_Reading text_.
Begin
Hey everyone, 

I just wanted to put this here in the Literate Programming thread, DistroTube 
just did a video on why Emacs rules, but the following timestamps are pretty 
dang useful for literate programming for still-always learning newbies like 
myself, just wanted to mention them here for reference:
Timestamps:
7:20
11:46
15:35
17:36

What Are The Benefits Of Emacs Over Vim? 
(https://www.youtube.com/watch?v=kRkp-uJTK7s)

On Sun, Jun 13, 2021, at 12:24 AM, Tim Cross wrote:
> 
> Eric S Fraga <e.fr...@ucl.ac.uk <mailto:e.fraga%40ucl.ac.uk>> writes:
> 
> > On Monday,  7 Jun 2021 at 14:43, Greg Minshall wrote:
> >> i write most of my code in a (per-project) .org file, which is typically
> >> tangled into source or script files.  
> >
> > I do the same.
> >
> >> i'm wondering if people do this, especially the development log, and if
> >> there are any hints or practices people might feel would be of interest
> >> to share.
> >
> > I use version control for this aspect, liberally adding/deleting
> > text/code and relying on the version control system to keep the log for
> > me.  I used to try to keep the log, as you call it, within the org file
> > but that seemed eventually to be both difficult and pointless when there
> > are decent version control tools out there.
End
_Given data_.
Begin
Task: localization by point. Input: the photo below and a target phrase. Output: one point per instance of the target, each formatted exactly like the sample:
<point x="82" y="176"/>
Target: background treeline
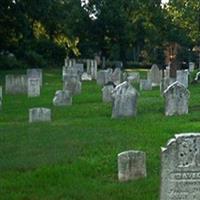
<point x="42" y="32"/>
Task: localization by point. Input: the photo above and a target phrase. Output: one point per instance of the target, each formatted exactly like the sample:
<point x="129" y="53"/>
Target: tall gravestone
<point x="39" y="115"/>
<point x="124" y="101"/>
<point x="180" y="168"/>
<point x="35" y="73"/>
<point x="182" y="77"/>
<point x="131" y="165"/>
<point x="176" y="99"/>
<point x="16" y="84"/>
<point x="33" y="87"/>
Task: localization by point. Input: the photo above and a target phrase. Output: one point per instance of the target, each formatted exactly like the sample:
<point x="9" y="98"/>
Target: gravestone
<point x="107" y="92"/>
<point x="117" y="76"/>
<point x="35" y="73"/>
<point x="145" y="84"/>
<point x="62" y="98"/>
<point x="124" y="100"/>
<point x="182" y="77"/>
<point x="39" y="115"/>
<point x="131" y="165"/>
<point x="73" y="85"/>
<point x="33" y="87"/>
<point x="1" y="97"/>
<point x="154" y="75"/>
<point x="16" y="84"/>
<point x="180" y="168"/>
<point x="176" y="99"/>
<point x="86" y="77"/>
<point x="104" y="76"/>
End
_To be done_.
1. Answer these questions about the post:
(a) What is the title of the DistroTube video the post gives timestamps for?
(b) According to Greg Minshall, what does he write most of his code in?
(c) What does Eric S Fraga rely on to keep the log for him?
2. Repeat everything in the post from "(https://www.youtube.com/watch?v=kRkp-uJTK7s)" down to "or script files.".

_Answers below_.
1.
(a) What Are The Benefits Of Emacs Over Vim?
(b) A per-project .org file, which is typically tangled into source or script files.
(c) The version control system.

2.
(https://www.youtube.com/watch?v=kRkp-uJTK7s)

On Sun, Jun 13, 2021, at 12:24 AM, Tim Cross wrote:
> 
> Eric S Fraga <e.fr...@ucl.ac.uk <mailto:e.fraga%40ucl.ac.uk>> writes:
> 
> > On Monday,  7 Jun 2021 at 14:43, Greg Minshall wrote:
> >> i write most of my code in a (per-project) .org file, which is typically
> >> tangled into source or script files.